- _DATASET ENTRIES_:
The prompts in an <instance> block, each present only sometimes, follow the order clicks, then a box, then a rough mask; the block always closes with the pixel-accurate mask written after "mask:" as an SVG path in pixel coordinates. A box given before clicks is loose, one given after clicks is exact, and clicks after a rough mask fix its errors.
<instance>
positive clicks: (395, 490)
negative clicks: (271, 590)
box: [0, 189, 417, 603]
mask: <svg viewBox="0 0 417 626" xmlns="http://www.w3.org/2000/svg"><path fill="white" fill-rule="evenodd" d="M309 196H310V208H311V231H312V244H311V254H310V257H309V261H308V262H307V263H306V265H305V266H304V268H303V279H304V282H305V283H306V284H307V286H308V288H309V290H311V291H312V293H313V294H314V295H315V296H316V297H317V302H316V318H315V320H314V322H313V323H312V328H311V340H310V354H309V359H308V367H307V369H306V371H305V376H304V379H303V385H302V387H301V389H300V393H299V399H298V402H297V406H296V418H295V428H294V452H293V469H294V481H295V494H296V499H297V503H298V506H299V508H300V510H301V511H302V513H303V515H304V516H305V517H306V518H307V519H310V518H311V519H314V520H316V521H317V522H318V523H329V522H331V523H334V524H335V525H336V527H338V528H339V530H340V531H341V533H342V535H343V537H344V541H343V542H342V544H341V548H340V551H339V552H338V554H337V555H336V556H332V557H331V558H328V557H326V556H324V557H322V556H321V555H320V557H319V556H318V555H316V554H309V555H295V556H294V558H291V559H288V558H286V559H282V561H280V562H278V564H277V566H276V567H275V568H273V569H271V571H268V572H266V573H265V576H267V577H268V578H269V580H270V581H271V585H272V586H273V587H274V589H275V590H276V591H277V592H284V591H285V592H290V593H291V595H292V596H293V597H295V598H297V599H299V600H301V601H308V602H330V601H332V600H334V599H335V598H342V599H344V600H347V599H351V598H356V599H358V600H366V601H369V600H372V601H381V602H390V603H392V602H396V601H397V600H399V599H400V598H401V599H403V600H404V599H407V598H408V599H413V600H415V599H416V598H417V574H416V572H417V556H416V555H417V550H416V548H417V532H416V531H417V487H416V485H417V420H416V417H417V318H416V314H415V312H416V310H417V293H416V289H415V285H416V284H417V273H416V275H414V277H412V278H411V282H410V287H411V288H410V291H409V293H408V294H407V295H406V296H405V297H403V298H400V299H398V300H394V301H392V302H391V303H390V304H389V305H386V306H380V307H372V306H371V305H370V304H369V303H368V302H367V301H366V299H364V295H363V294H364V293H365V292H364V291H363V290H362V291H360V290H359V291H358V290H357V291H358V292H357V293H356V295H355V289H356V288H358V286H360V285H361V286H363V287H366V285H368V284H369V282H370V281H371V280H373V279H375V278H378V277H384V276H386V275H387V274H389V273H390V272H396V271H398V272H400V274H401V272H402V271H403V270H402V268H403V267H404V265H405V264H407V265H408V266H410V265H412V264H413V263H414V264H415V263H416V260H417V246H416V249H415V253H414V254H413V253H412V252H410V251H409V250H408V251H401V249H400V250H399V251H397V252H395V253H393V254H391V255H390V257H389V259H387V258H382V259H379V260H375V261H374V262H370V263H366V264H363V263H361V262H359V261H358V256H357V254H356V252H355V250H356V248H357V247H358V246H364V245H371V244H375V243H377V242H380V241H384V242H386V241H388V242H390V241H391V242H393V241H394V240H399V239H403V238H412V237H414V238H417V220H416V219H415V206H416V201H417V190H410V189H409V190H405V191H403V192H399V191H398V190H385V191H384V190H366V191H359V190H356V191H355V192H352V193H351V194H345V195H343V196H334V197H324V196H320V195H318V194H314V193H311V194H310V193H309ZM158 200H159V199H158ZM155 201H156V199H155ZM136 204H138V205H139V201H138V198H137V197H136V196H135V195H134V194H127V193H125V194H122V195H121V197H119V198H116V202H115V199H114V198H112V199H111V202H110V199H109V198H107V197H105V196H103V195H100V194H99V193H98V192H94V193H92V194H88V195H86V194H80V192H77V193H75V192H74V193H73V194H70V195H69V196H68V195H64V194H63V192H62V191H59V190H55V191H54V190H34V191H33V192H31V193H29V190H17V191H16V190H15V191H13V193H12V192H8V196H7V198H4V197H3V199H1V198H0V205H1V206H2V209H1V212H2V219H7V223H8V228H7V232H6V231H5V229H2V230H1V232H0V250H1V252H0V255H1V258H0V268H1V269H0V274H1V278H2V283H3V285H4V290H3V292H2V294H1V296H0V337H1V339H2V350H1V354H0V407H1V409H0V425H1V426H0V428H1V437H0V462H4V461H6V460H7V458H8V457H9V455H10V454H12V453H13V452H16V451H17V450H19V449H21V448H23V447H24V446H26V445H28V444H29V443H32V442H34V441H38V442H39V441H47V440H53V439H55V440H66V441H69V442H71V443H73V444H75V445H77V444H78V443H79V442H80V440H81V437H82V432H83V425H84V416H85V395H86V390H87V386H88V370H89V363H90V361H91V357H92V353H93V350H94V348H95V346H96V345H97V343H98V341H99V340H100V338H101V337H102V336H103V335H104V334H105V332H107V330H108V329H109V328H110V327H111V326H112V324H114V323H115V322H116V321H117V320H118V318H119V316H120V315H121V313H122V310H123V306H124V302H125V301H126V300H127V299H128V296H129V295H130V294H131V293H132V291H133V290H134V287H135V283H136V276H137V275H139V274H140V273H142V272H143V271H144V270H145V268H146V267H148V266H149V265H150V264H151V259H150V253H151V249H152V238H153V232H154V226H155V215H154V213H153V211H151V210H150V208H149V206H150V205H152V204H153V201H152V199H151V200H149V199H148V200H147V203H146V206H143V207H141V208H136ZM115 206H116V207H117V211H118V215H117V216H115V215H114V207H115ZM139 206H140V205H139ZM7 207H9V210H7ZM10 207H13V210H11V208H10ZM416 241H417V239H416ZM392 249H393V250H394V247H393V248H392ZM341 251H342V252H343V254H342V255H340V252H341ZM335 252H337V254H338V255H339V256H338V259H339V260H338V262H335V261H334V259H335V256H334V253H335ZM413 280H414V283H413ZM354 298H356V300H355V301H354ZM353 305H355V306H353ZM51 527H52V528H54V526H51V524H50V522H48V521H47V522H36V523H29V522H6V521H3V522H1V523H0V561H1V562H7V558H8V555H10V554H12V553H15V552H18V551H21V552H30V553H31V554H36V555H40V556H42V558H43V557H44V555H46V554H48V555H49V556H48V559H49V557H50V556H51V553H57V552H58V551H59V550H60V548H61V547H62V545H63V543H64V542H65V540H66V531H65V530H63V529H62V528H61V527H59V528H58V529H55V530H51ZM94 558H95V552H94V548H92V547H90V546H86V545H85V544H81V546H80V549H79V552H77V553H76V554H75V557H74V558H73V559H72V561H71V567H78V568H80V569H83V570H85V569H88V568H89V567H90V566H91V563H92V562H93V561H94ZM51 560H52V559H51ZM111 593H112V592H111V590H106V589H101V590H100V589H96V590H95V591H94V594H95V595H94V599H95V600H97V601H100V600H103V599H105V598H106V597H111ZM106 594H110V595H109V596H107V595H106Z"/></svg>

- _WHAT IS BEING ASKED_: With the first line of the material as the start and the line containing "negative clicks: (271, 590)" as the end, repeat that span exactly and add nothing.

- _SOLUTION TO THIS PROBLEM_:
The prompts in an <instance> block, each present only sometimes, follow the order clicks, then a box, then a rough mask; the block always closes with the pixel-accurate mask written after "mask:" as an SVG path in pixel coordinates. A box given before clicks is loose, one given after clicks is exact, and clicks after a rough mask fix its errors.
<instance>
positive clicks: (395, 490)
negative clicks: (271, 590)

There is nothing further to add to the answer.